■ SUPPLIED TEXT
------------

Is America's suburban dream collapsing into a nightmare? - CNN.com

"[Arthur C. Nelson, director of Virginia Tech's Metropolitan Institute,] estimates that in 2025 there will be a surplus of 22 million large-lot homes that will not be left vacant in a suburban wasteland but instead occupied by lower classes who have been driven out of their once affordable inner-city apartments and houses. The so-called McMansion, he said, will become the new multi-family home for the poor."

City Comforts, the blog: What am I missing about New Urbanism's Transect?

I find it puzzling, too, but some comments to this entry are helpful. (And one commenter, Sandy Sortien, proposes two additions to David Sucher's Three Rules for generating urban streets: Minimal breaks in a block face and at least two stories.)

Pruned: Hyperlocalizing Hydrology in the Post-Industrial Urban Landscape

Cool idea: Using curb extensions and landscaped patches to absorb and filter stormwater runoff before it gets to the sewers. Lots of diagrams and photos. (Via City Comforts.)

------------

■ DATA SEGMENT

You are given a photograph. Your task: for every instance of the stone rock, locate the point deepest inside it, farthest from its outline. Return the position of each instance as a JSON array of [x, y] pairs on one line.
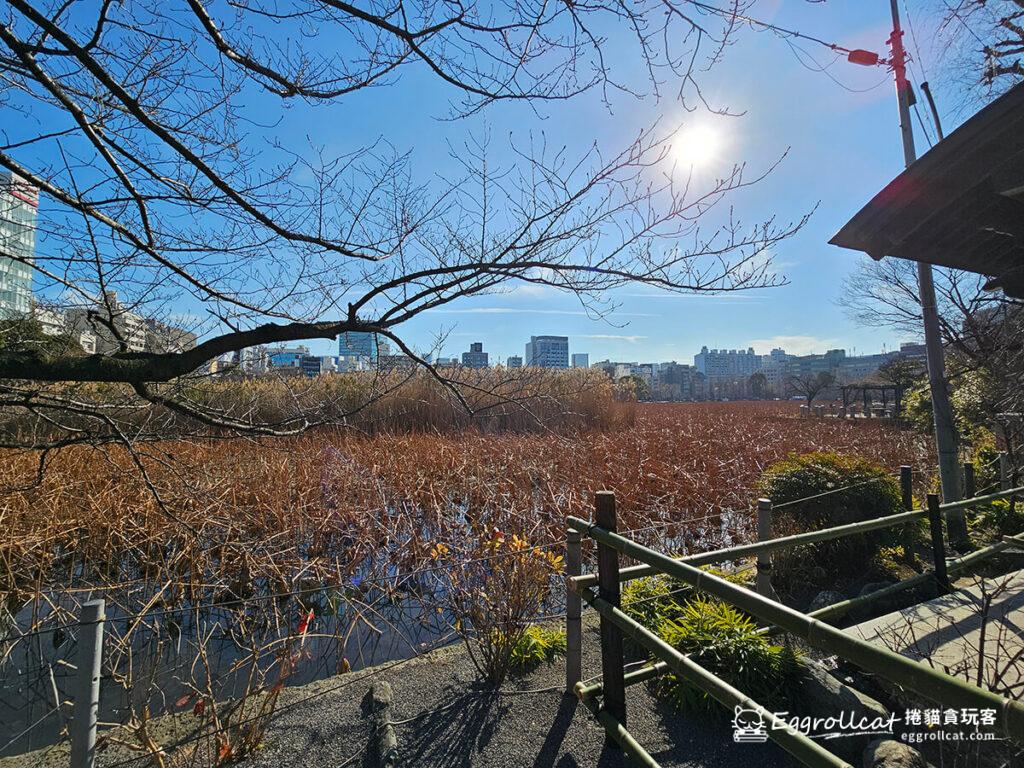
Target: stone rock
[[820, 694], [873, 587], [825, 598], [888, 753], [381, 695]]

------------

■ TO DO
**1.** In the urban-design link roundup, rewrite the paragraph that opens with "[Arthur C. Nelson" as a shorter version that keeps its main facts.
**2.** Summarize the urban-design link roundup in two sentences.
**3.** Resume the urban-design link roundup after its final entry and keep going in the same style.

■ RESULTS IN ORDER
**1.** Arthur C. Nelson, director of Virginia Tech's Metropolitan Institute, predicts a surplus of 22 million large-lot homes by 2025. He says they won't sit empty. Instead, lower-class people driven out of once-affordable inner-city housing will live in them, so the McMansion becomes the new multi-family home for the poor.

**2.** The roundup quotes a CNN piece in which Arthur C. Nelson predicts that by 2025 a surplus of 22 million large-lot homes will be occupied by lower classes driven out of inner-city housing. It also points to a City Comforts post puzzling over New Urbanism's Transect, where a commenter proposes two additions to David Sucher's Three Rules for urban streets, and to a Pruned post on using curb extensions and landscaped patches to absorb and filter stormwater runoff.

**3.**
Field of Schemes: StL stadium chief: Replace dome, or lose Rams

Pro sports extortion never ends: "[S]o-called 'state-of-the-art' clauses in stadium deals are a nightmare for cities, and a boon to team owners. The only thing the people of St. Louis are getting in exchange for their $36 million a year (plus $30 million in renovations currently underway) is the presence of a football team for 30 years - thanks to that well-placed clause, though, they're now facing another round of stadium blackmail when the paint is barely dry from the first one." The Cincinnati Bengals lease requires installation of "any new technologies in use by 14 other NFL teams, up to and including 'holographic replay systems.'"

Crunchy Con - "Real England" and reactionary radicals

The elitism of crunchy conservatism isn't all bad: "For example, elitist tastes in coffee and beer in the US taught the masses that there is a such thing as better coffee and better beer -- and now it's easier to find both." Perhaps the same will be true for better urban design.